Jump to content

SS Exodus

Coordinates: 32°49′12″N 35°00′16″E / 32.820118°N 35.00448°E / 32.820118; 35.00448
From Wikipedia, the free encyclopedia

This is an old revision of this page, as edited by 192.231.133.253 (talk) at 16:32, 12 October 2011 (→‎Final destination). The present address (URL) is a permanent link to this revision, which may differ significantly from the current revision.

Exodus 1947 after British takeover (note damage to makeshift barricades). Banner says: "Haganah Ship Exodus 1947".
Exodus 1947 after British takeover (note damage to makeshift barricades). Banner says: "Haganah Ship Exodus 1947".
General characteristics as USS President Warfield
Tonnage1,814 t
Length320 ft (98 m)
Beam56 ft 6 in (17.22 m)
Draught18 ft 6 in (5.64 m)
Speed15 kn (28 km/h)
Troops400
Complement70

Exodus 1947 was a ship that carried Jewish emigrants, that left France on July 11, 1947, with the intent of taking its passengers to the British mandate for Palestine. Most of the emigrants were Holocaust survivor refugees, who had no legal immigration certificates to Palestine. Following wide media coverage, the British Royal Navy seized the ship, and deported all its passengers back to Europe.

The ship was formerly the packet steamer SS President Warfield for the Baltimore Steam Packet Company, carrying passengers and freight between Norfolk, Virginia, and Baltimore, Maryland, in the United States, from the ship's launch in 1928 until 1942. During World War II, it served both the Royal Navy and the United States Navy; for the latter as USS President Warfield (IX-169).

Early history

The ship was built in 1927 by Pusey and Jones Corp., Wilmington, Delaware, for the Baltimore Steam Packet Company. Initially named President Warfield, for Baltimore Steam Packet Company president S. Davies Warfield (the uncle of the Duchess of Windsor), it carried passengers and freight on the Chesapeake Bay between Baltimore, Maryland and Norfolk, Virginia from 1928 until July 12, 1942, when the ship was acquired by the War Shipping Administration (WSA) and converted to a transport craft for the British Ministry of War Transport.[1][2]

Manned by a British merchant crew led by Capt. J. R. Williams, it departed St. John’s, Newfoundland on September 21, 1942, along with other small passenger steamers bound for the United Kingdom. Attacked by a German submarine 800 nautical miles (1,500 km) west of Ireland on September 25, the ship evaded one torpedo, and, after the scattering of its convoy, reached Belfast, Northern Ireland. In Britain, it served as a barracks and training ship on the River Torridge at Instow.[2]

President Warfield enroute to Europe in 1947, where she would be renamed Exodus 1947

Returned by Britain, it joined the U.S. Navy as President Warfield on May 21, 1944. In July it served as a station and accommodations ship at Omaha Beach at Normandy. Following duty in England and on the Seine River, it arrived at Norfolk, Virginia, July 25, 1945, and left active Navy service September 13. President Warfield was struck from the U.S. Naval Vessel Register on October 11 and returned to the War Shipping Administration on November 14.[2]

Voyage history

On November 9, 1946 the WSA sold President Warfield to the Potomac Shipwrecking Co. of Washington, D.C., who were acting as an agent of the Jewish political group Haganah.[2] The ship eventually ended up with Hamossad Le'aliyah Bet—the underground Jewish organization in Palestine intent on helping underground Jewish immigrants enter Palestine. It was renamed Exodus 1947 after the biblical Jewish exodus from Egypt to Canaan.

*Supplied material:*

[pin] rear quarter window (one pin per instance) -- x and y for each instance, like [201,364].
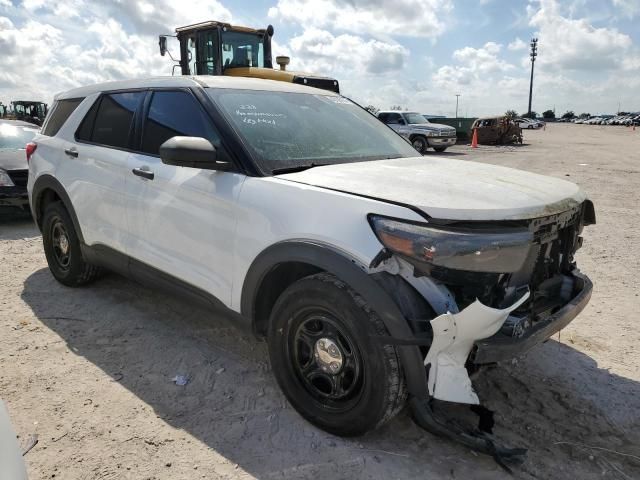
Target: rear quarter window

*Set exercise:*
Reproduce the passage of the Exodus article from "Exodus 1947 was" up to and including "President Warfield (IX-169).". The data has no connection to the Exodus article.

*Complete output:*
Exodus 1947 was a ship that carried Jewish emigrants, that left France on July 11, 1947, with the intent of taking its passengers to the British mandate for Palestine. Most of the emigrants were Holocaust survivor refugees, who had no legal immigration certificates to Palestine. Following wide media coverage, the British Royal Navy seized the ship, and deported all its passengers back to Europe.

The ship was formerly the packet steamer SS President Warfield for the Baltimore Steam Packet Company, carrying passengers and freight between Norfolk, Virginia, and Baltimore, Maryland, in the United States, from the ship's launch in 1928 until 1942. During World War II, it served both the Royal Navy and the United States Navy; for the latter as USS President Warfield (IX-169).